#### What the task asks:
Please answer these questions using the passage about the House Institute below:
1. To what level did the translabyrinthine approach reduce mortality rates?
2. What does the Stacked ABR detect?
3. How many doctors and research fellows have attended the professional education programs since 1946?

#### Reading text:
────────────────
Since then, the Institute has been regarded as the world's foremost private research institute for otology and hearing science.

House Institute Foundation's historical advancements in hearing sciences include the development of the first clinically useful cochlear implant and auditory brainstem implant as well as the introduction of the first the middle cranial fossa and then the translabyrinthine approach for removal of acoustic neuromas. The translabyrinthine approach uses the operating microscope and reduced mortality rates from 40% (in California) to less than 1%. It has also developed a variety of diagnostic tests, including the Hearing In Noise Test (HINT), the first hearing test that measures an individual's functional hearing ability in everyday environments where background noise is present, the ABaer screening device for detecting hearing loss in infants, and the Stacked ABR, a highly accurate screening device to detect the presence or absence of acoustic neuromas.

The Institute shares its knowledge with the scientific and medical communities as well as the general public through its education and global hearing health programs. House Clinic physicians have volunteered their time to teach specialty courses in the House Institute Foundation's professional education programs, attended by more than 22,000 doctors and research fellows since 1946 through the visiting physicians program. Through one week surgical temporal bone courses, thousands of doctors from every continent have come to study ear surgery.
────────────────
#### Source information:
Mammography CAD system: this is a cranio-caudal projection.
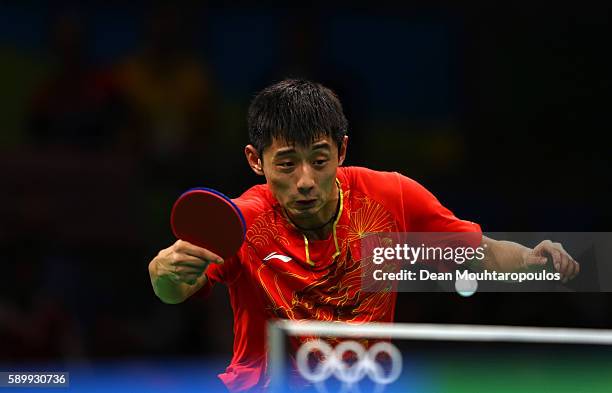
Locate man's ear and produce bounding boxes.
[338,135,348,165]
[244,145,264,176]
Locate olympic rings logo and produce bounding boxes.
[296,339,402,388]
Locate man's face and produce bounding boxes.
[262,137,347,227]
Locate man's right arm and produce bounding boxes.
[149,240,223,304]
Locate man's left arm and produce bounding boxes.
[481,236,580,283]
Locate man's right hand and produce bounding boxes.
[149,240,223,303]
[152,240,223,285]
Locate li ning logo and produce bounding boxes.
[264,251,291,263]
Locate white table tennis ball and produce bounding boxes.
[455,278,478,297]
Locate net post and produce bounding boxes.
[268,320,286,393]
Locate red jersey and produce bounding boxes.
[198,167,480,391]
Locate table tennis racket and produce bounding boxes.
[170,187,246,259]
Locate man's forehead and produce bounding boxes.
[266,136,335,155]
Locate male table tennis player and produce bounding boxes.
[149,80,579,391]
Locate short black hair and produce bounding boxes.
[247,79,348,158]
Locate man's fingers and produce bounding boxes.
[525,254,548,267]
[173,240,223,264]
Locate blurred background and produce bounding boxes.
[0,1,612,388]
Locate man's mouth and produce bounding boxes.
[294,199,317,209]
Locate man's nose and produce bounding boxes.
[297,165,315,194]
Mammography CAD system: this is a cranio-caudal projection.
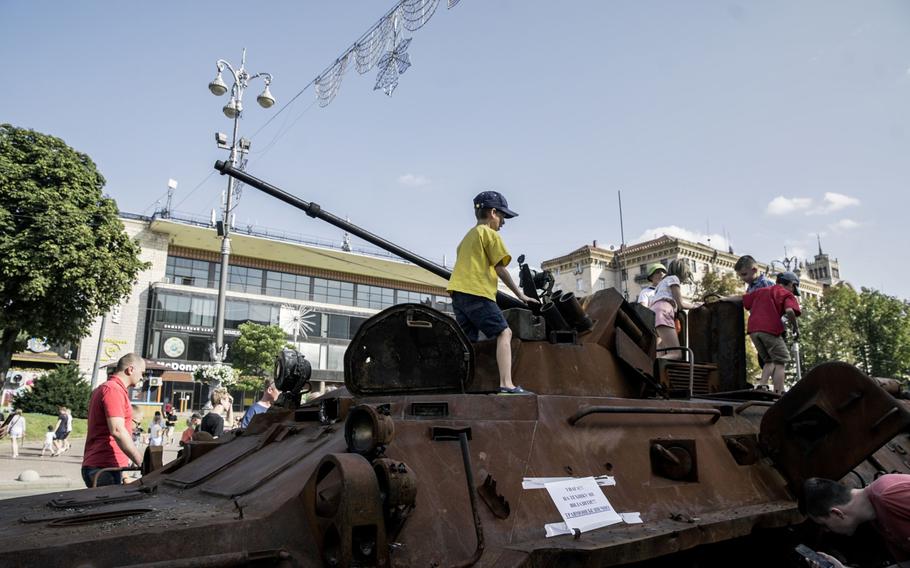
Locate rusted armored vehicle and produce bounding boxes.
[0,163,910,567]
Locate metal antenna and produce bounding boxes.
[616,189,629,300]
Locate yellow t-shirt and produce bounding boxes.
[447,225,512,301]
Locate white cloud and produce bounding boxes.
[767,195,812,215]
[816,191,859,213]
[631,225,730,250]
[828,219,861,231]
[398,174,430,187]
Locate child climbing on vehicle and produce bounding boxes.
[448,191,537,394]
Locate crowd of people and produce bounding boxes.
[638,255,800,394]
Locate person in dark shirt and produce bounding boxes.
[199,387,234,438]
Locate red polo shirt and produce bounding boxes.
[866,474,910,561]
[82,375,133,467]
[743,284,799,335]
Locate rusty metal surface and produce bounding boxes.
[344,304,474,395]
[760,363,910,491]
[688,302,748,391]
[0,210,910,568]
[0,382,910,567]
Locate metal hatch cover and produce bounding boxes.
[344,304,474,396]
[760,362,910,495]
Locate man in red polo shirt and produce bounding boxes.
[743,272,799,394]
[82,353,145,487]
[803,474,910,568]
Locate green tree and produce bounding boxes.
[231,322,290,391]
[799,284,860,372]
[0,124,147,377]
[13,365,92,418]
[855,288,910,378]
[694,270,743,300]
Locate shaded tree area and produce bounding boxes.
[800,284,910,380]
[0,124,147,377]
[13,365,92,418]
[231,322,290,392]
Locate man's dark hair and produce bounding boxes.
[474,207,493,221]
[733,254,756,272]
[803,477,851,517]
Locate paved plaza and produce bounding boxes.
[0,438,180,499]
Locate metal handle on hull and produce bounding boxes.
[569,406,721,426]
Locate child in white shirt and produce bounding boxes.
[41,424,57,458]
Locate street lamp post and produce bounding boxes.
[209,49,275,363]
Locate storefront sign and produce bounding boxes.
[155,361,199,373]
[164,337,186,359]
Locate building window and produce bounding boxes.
────────────────
#### Solution for this problem:
1. To less than 1%, down from 40% in California.
2. The presence or absence of acoustic neuromas.
3. More than 22,000.